* **WHAT YOU HAVE TO DO**: Reproduce each line below precisely. Drop the pictures.

Records from a data source:
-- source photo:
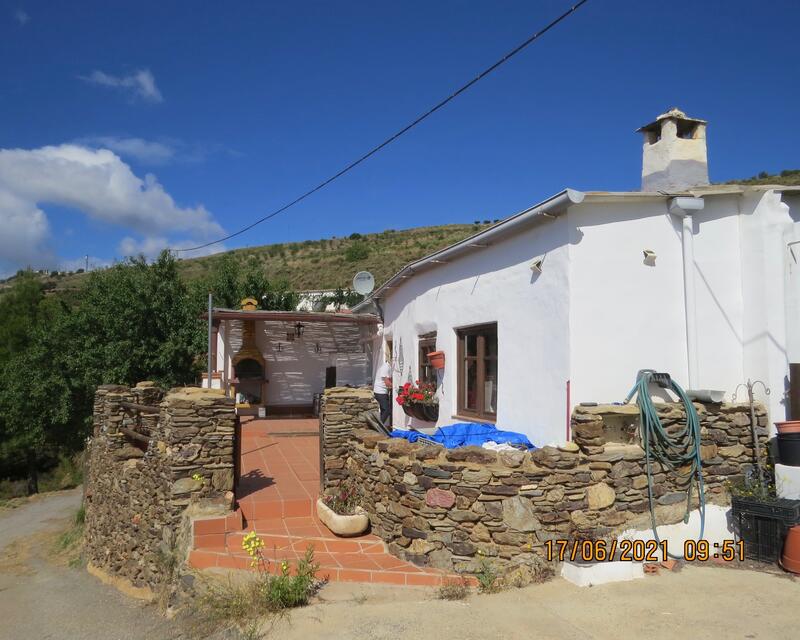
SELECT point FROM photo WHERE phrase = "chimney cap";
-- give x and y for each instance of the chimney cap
(675, 114)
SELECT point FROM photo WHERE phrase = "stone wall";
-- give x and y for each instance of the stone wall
(341, 412)
(451, 508)
(138, 490)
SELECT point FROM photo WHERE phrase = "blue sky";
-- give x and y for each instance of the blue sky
(233, 109)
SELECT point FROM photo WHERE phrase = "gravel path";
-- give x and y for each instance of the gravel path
(40, 599)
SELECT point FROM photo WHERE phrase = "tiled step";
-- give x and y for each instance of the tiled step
(355, 567)
(253, 509)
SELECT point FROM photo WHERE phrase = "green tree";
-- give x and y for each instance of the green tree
(358, 250)
(137, 321)
(43, 407)
(19, 309)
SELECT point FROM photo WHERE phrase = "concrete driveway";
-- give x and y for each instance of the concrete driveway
(42, 599)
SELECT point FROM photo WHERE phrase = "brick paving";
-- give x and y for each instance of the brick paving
(277, 495)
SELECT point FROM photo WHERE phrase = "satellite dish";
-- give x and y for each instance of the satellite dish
(363, 283)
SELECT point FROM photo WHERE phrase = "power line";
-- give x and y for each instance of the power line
(394, 137)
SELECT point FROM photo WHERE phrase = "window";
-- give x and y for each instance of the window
(477, 371)
(425, 372)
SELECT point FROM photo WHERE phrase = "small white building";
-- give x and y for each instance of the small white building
(277, 362)
(567, 300)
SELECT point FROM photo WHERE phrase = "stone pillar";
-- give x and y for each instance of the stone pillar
(341, 412)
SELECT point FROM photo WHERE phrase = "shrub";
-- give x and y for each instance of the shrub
(453, 590)
(344, 498)
(487, 577)
(357, 251)
(224, 605)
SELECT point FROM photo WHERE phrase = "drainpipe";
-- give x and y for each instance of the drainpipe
(684, 207)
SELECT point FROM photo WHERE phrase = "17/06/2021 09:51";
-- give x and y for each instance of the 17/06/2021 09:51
(641, 550)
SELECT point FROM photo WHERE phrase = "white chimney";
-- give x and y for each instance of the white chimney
(674, 156)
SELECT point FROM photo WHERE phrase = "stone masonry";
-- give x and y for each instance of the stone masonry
(341, 412)
(138, 491)
(453, 508)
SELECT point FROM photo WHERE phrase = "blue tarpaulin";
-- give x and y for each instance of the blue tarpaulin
(463, 434)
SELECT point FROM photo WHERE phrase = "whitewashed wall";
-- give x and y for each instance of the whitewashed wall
(598, 313)
(495, 284)
(765, 280)
(624, 314)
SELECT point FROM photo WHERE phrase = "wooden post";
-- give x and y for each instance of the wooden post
(210, 326)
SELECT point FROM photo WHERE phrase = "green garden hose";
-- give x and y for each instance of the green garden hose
(674, 451)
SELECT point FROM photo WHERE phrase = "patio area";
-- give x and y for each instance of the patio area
(277, 492)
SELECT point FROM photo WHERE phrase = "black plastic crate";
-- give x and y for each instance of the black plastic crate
(762, 535)
(787, 511)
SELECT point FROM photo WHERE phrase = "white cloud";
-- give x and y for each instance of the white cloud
(141, 83)
(153, 245)
(95, 182)
(73, 264)
(145, 151)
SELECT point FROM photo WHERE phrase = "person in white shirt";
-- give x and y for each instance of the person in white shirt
(383, 392)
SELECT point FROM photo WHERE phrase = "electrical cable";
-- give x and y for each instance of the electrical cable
(395, 136)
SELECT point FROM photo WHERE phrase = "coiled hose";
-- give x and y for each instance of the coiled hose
(675, 451)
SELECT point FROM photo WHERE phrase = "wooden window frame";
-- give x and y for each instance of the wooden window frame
(480, 358)
(425, 344)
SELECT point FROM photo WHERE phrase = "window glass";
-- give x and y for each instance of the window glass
(471, 348)
(490, 348)
(470, 385)
(490, 386)
(477, 373)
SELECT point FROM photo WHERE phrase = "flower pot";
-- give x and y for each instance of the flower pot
(790, 426)
(341, 525)
(426, 411)
(436, 358)
(791, 550)
(789, 449)
(430, 412)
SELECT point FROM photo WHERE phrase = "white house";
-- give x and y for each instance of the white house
(567, 300)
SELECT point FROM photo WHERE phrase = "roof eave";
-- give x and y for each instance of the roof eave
(553, 206)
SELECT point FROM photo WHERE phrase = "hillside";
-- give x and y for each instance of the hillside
(332, 262)
(315, 264)
(787, 177)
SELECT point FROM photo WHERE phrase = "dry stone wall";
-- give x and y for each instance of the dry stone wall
(138, 490)
(341, 412)
(453, 509)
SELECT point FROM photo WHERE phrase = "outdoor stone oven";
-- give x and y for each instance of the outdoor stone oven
(455, 508)
(249, 367)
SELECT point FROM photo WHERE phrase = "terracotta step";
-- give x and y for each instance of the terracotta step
(355, 567)
(277, 509)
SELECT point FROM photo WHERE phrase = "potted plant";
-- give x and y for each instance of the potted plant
(419, 400)
(340, 511)
(761, 519)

* **OUTPUT FOR THIS EXERCISE**:
-- source photo:
SELECT point FROM photo WHERE phrase = "chimney cap";
-- give x and y for each instance of the chimney cap
(675, 114)
SELECT point FROM photo WHERE phrase = "stone wall";
-- give x and y for each instance of the stone wall
(341, 412)
(451, 508)
(138, 490)
SELECT point FROM photo WHERE phrase = "blue sky";
-- give x and y for each instance of the blue sky
(233, 109)
SELECT point FROM photo WHERE phrase = "gravel path";
-- give x and y for each instance of the gravel path
(40, 599)
SELECT point FROM photo WHERE phrase = "tiled step";
-- give x and y for each instance of the tiled step
(355, 567)
(253, 509)
SELECT point FROM photo WHERE phrase = "green tree";
-- give x and y for each instance of the green tree
(358, 250)
(137, 321)
(43, 407)
(19, 309)
SELECT point FROM photo WHERE phrase = "concrete driveway";
-- give x and y for each instance of the concrete driveway
(42, 599)
SELECT point FROM photo WHERE phrase = "brick paving";
-- give x and y for each instance of the brick paving
(277, 495)
SELECT point FROM photo WHERE phrase = "satellite dish";
-- give x and y for each instance of the satellite dish
(363, 283)
SELECT point FROM photo WHERE phrase = "power line";
-- give x and y for each instance of the power line
(394, 137)
SELECT point FROM photo WHERE phrase = "window";
-- give x and y for each instance of the window
(477, 371)
(425, 372)
SELECT point FROM photo WHERE phrase = "small white building";
-- give x and y for each instance of the small white building
(277, 362)
(567, 300)
SELECT point FROM photo WHERE phrase = "stone pillar";
-- give x and y for each instance of the stone pillar
(341, 412)
SELECT point FROM photo WHERE phrase = "shrub";
-- give x and y for each instance of the shrub
(453, 590)
(344, 498)
(487, 577)
(357, 251)
(224, 605)
SELECT point FROM photo WHERE phrase = "drainpipe";
-- give x and y for each instance of the drainpipe
(684, 207)
SELECT point FROM photo WHERE phrase = "17/06/2021 09:51";
-- give x and y for each instance of the 17/06/2021 09:51
(641, 550)
SELECT point FROM photo WHERE phrase = "white chimney";
-- give x and y for each instance of the white chimney
(674, 156)
SELECT point FROM photo WHERE phrase = "stone masonry";
-- give x and y for each instance of the stone masonry
(341, 412)
(138, 491)
(453, 508)
SELECT point FROM photo WHERE phrase = "blue tarpaulin";
-- give x and y for each instance of the blue tarpaulin
(463, 434)
SELECT point FROM photo WHERE phrase = "whitewashed wall";
-- give x and y for each instance of the whitewashed wall
(598, 313)
(495, 284)
(765, 280)
(624, 314)
SELECT point FROM photo WHERE phrase = "wooden post";
-- give x and y for each instance of the wooden post
(210, 326)
SELECT point FROM photo WHERE phrase = "green garden hose";
-- give x and y for each instance of the green garden hose
(674, 451)
SELECT point FROM photo WHERE phrase = "patio area";
-- give x and y for each instance of the patio area
(277, 492)
SELECT point FROM photo WHERE phrase = "black plastic crate";
-- give x and y for each instance of the black plastic crate
(762, 535)
(787, 511)
SELECT point FROM photo WHERE phrase = "white cloud";
-- give x and y for each instance of the white cloud
(141, 83)
(153, 245)
(95, 182)
(73, 264)
(145, 151)
SELECT point FROM photo WHERE phrase = "person in white shirt";
-- give x and y for each instance of the person in white shirt
(383, 392)
SELECT point FROM photo WHERE phrase = "electrical cable";
-- give x and y for each instance of the electrical cable
(395, 136)
SELECT point FROM photo WHERE phrase = "coiled hose";
-- give x and y for each instance of the coiled hose
(675, 451)
SELECT point FROM photo WHERE phrase = "wooden window frame";
-- give x and y for each instance of the wooden window frame
(480, 358)
(425, 344)
SELECT point FROM photo WHERE phrase = "window glass";
-- give x and y for each instance of the window glass
(471, 348)
(490, 348)
(470, 385)
(490, 386)
(477, 373)
SELECT point FROM photo WHERE phrase = "flower pot";
-- give x and y for each instance of the flower pot
(790, 426)
(341, 525)
(426, 411)
(436, 358)
(791, 550)
(789, 449)
(430, 412)
SELECT point FROM photo WHERE phrase = "white house";
-- give x and y for each instance of the white house
(567, 300)
SELECT point FROM photo WHERE phrase = "roof eave";
-- give x and y for each instance of the roof eave
(553, 206)
SELECT point FROM photo WHERE phrase = "hillside";
-- give x and y for each instance of the hillside
(332, 262)
(315, 264)
(787, 177)
SELECT point FROM photo WHERE phrase = "dry stone wall";
-- give x and y for each instance of the dry stone wall
(138, 490)
(341, 412)
(453, 509)
SELECT point FROM photo WHERE phrase = "outdoor stone oven";
-- give x and y for each instance of the outdoor stone oven
(455, 508)
(249, 367)
SELECT point FROM photo WHERE phrase = "terracotta step";
-- give x and y for each instance of the terracotta step
(355, 567)
(277, 509)
SELECT point FROM photo WHERE phrase = "potted plant";
-- give x and y for each instance of the potted plant
(419, 400)
(340, 511)
(761, 519)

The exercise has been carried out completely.